Within the data that follows, set down exactly the lines from the one containing "TASK = locate one point per instance of the vegetation" through the one containing "TASK = locate one point per instance of the window, one", both ends included.
DATA FOR REVIEW section start
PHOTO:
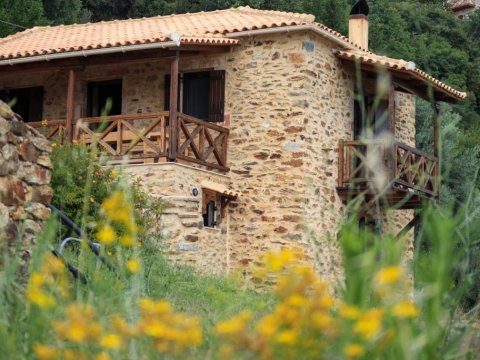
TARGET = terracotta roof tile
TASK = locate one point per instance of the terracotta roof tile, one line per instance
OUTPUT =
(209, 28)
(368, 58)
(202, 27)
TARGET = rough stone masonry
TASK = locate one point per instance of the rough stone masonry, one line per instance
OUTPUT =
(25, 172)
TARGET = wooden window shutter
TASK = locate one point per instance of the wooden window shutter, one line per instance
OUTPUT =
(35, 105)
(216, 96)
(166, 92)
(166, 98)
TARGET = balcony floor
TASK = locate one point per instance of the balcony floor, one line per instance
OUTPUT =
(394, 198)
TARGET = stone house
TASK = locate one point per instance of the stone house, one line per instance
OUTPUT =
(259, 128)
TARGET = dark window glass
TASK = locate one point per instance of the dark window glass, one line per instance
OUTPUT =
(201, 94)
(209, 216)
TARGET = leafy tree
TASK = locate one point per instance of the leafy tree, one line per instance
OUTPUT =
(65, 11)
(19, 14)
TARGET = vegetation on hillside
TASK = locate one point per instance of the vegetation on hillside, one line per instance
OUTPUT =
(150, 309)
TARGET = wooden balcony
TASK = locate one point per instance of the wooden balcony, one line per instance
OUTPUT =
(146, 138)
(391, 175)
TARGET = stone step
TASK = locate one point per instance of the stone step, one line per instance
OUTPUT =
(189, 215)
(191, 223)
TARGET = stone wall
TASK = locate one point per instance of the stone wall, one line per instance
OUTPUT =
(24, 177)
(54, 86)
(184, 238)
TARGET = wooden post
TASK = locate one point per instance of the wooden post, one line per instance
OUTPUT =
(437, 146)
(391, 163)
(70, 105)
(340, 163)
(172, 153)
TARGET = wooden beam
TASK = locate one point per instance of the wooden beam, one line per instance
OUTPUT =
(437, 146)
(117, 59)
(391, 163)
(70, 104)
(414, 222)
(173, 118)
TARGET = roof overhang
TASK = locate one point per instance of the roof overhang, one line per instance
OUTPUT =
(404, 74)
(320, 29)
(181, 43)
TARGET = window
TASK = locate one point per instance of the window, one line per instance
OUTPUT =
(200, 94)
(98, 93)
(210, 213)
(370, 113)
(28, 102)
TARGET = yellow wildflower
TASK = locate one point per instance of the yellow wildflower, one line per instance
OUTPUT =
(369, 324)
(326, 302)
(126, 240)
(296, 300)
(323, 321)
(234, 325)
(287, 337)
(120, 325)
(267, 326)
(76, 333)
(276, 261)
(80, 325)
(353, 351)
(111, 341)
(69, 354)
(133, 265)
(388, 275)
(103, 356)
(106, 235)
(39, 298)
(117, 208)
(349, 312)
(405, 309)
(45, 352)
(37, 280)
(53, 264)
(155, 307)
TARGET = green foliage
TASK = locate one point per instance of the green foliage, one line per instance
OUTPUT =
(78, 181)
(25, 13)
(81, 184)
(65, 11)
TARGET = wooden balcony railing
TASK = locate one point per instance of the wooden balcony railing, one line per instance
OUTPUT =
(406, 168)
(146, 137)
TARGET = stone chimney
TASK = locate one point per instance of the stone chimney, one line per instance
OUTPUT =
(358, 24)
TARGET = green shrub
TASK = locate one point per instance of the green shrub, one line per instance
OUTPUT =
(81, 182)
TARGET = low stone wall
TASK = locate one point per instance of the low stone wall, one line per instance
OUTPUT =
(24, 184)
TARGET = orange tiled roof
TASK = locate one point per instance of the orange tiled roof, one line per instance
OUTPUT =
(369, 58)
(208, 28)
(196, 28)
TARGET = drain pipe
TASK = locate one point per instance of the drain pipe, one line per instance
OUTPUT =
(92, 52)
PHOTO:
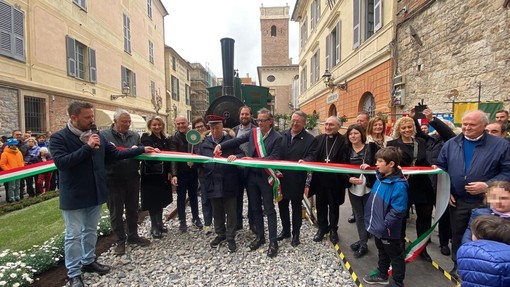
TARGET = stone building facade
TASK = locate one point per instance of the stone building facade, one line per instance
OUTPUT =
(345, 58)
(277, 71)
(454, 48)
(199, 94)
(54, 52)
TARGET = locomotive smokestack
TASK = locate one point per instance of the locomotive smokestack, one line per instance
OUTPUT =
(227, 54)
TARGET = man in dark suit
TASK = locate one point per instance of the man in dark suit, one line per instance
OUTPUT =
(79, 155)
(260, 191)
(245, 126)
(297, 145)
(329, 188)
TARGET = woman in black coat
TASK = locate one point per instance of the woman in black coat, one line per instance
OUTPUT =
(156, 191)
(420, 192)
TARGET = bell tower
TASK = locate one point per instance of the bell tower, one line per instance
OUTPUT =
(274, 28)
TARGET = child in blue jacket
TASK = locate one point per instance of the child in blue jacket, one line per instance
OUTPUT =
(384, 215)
DATA FOR REVIEW section end
DATA FOR REVIEW section start
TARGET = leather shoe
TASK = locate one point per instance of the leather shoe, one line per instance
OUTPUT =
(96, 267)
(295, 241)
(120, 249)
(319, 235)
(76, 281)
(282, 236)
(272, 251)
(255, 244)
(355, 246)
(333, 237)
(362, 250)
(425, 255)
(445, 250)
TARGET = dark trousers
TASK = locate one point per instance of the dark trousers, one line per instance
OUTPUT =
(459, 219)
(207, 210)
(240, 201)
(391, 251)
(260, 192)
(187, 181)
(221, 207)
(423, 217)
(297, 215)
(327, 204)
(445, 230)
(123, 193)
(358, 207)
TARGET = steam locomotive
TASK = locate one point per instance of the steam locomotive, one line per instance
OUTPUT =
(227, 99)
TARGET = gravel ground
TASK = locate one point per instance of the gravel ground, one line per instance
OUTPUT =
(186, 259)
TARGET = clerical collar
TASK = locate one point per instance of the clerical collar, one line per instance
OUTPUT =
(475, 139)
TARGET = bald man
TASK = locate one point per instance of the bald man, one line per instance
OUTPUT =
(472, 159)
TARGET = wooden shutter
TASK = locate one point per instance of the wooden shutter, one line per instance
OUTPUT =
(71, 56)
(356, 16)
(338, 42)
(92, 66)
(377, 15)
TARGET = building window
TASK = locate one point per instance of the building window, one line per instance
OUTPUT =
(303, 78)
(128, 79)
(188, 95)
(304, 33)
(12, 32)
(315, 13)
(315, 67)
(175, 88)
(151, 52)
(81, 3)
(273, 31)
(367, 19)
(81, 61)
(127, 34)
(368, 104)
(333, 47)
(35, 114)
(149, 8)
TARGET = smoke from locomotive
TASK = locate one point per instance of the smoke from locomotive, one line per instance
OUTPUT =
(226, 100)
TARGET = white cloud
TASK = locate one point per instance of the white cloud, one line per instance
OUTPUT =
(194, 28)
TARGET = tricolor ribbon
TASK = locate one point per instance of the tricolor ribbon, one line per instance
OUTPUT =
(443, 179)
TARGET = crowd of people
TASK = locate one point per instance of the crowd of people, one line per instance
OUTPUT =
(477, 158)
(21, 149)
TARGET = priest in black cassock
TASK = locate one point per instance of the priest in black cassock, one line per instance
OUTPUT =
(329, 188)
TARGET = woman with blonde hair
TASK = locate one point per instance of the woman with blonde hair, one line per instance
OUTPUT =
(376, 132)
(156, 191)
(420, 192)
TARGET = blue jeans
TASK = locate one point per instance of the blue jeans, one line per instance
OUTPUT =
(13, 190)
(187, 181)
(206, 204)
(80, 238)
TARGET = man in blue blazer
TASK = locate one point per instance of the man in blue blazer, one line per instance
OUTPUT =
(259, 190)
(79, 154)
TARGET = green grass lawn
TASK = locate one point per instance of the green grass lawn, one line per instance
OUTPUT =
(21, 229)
DATA FOR REVIEW section end
DATA FOR REVIEW section start
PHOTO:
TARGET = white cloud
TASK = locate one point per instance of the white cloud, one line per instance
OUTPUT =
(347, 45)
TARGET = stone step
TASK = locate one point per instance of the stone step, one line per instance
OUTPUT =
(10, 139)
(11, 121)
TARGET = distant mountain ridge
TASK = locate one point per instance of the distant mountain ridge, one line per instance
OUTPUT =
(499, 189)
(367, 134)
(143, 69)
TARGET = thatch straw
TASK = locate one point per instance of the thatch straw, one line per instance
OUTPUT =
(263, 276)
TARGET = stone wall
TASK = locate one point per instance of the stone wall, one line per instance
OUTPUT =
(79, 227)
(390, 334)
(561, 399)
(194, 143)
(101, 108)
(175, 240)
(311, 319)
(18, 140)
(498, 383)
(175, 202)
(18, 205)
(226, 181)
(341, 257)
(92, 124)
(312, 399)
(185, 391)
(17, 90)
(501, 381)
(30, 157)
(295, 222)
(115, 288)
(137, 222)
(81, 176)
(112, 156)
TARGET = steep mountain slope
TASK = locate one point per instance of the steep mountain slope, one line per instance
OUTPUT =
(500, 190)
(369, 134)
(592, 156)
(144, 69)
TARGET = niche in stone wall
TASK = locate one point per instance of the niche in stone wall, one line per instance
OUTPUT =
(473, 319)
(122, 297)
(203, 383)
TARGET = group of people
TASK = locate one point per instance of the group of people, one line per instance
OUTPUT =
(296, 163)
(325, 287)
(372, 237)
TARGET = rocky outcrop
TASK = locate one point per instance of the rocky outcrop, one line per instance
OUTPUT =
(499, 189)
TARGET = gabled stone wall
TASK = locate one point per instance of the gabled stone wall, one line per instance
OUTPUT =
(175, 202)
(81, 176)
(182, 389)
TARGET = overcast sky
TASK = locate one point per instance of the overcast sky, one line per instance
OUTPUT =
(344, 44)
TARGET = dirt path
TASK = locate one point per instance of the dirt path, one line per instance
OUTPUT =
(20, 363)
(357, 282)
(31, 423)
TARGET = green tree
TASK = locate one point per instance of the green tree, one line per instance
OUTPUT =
DATA FOR REVIEW section end
FINAL ANSWER:
TASK = locate one point per instance of the vegetation on hillside, one line per instance
OUTPUT =
(150, 309)
TARGET = wooden balcony
TASK = locate one point per instance of the wooden balcony, one line per instance
OUTPUT =
(146, 138)
(391, 175)
TARGET = stone step
TASK = locate one point per instance of the stone step, one line per instance
OUTPUT =
(189, 215)
(191, 223)
TARGET = stone wall
TASK = locate one point per instance of the stone wall, one line per instance
OUTPUT =
(24, 177)
(54, 86)
(184, 238)
TARGET = wooden post
TASK = locate one point per instance of the wooden post, one line per instance
OUTPUT =
(437, 146)
(391, 163)
(70, 105)
(340, 163)
(172, 153)
TARGET = wooden beam
TASK = locate one point per instance of the wooden beam, one line per instance
OUTPUT =
(437, 146)
(117, 59)
(391, 163)
(70, 104)
(414, 222)
(173, 118)
TARGET = roof overhang
TASK = locate one point per instance of the roof overhang, one line per instance
OUTPUT =
(404, 74)
(320, 29)
(181, 43)
TARGET = window
TASK = locate one point per instance of the window, one line per instance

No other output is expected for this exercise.